··· SOURCE DATA

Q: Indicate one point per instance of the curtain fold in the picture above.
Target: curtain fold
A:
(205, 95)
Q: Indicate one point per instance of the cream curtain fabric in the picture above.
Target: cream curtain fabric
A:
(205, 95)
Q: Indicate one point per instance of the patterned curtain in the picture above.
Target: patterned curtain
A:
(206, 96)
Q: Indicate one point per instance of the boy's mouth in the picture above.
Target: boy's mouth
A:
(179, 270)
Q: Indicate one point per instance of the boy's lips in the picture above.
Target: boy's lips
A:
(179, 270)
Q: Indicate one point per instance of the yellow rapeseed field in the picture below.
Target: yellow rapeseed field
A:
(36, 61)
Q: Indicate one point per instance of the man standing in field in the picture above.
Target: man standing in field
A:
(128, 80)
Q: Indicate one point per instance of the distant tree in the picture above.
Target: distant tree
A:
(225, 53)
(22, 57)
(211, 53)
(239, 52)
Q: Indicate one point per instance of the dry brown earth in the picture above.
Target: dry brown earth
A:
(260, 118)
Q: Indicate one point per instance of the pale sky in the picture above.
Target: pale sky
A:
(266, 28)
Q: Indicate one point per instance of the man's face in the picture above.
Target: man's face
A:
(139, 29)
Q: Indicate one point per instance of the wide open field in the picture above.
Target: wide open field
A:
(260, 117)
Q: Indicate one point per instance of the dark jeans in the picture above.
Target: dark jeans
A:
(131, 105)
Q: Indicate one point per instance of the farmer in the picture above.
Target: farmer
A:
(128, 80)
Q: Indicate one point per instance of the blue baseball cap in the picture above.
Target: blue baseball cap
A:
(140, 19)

······

### EXERCISE DESCRIPTION
Only the lines from the one containing "Target: boy's mouth" through the last line above belong in your answer. Retype them exactly.

### FINISHED TASK
Target: boy's mouth
A:
(179, 270)
Q: Indicate one point per instance of the boy's lips in the picture above.
Target: boy's lips
A:
(179, 270)
Q: Indicate one point per instance of the yellow rapeseed field in the picture below.
Target: yellow rapeseed field
A:
(36, 61)
Q: Indicate one point per instance of the man standing in field in the picture above.
Target: man standing in field
A:
(128, 80)
Q: Indicate one point per instance of the distant tree in the picture above.
Target: distant tree
A:
(225, 53)
(22, 57)
(211, 53)
(239, 52)
Q: Indicate one point per instance of the dry brown earth in the picture above.
Target: dry brown earth
A:
(260, 118)
Q: Indicate one point per instance of the pale sky in the picture above.
Target: pale sky
A:
(266, 28)
Q: Indicate one point per instance of the man's face in the picture above.
Target: man's face
A:
(139, 29)
Q: Indicate one point per instance of the wide open field in the picture above.
Target: wide open field
A:
(260, 117)
Q: Indicate one point per instance of the dark jeans in the picture above.
Target: dark jeans
A:
(131, 105)
Q: Indicate one point per instance of the farmer in the picture above.
Target: farmer
A:
(128, 80)
Q: Indicate one point per instance of the blue baseball cap in the picture above.
Target: blue baseball cap
A:
(140, 19)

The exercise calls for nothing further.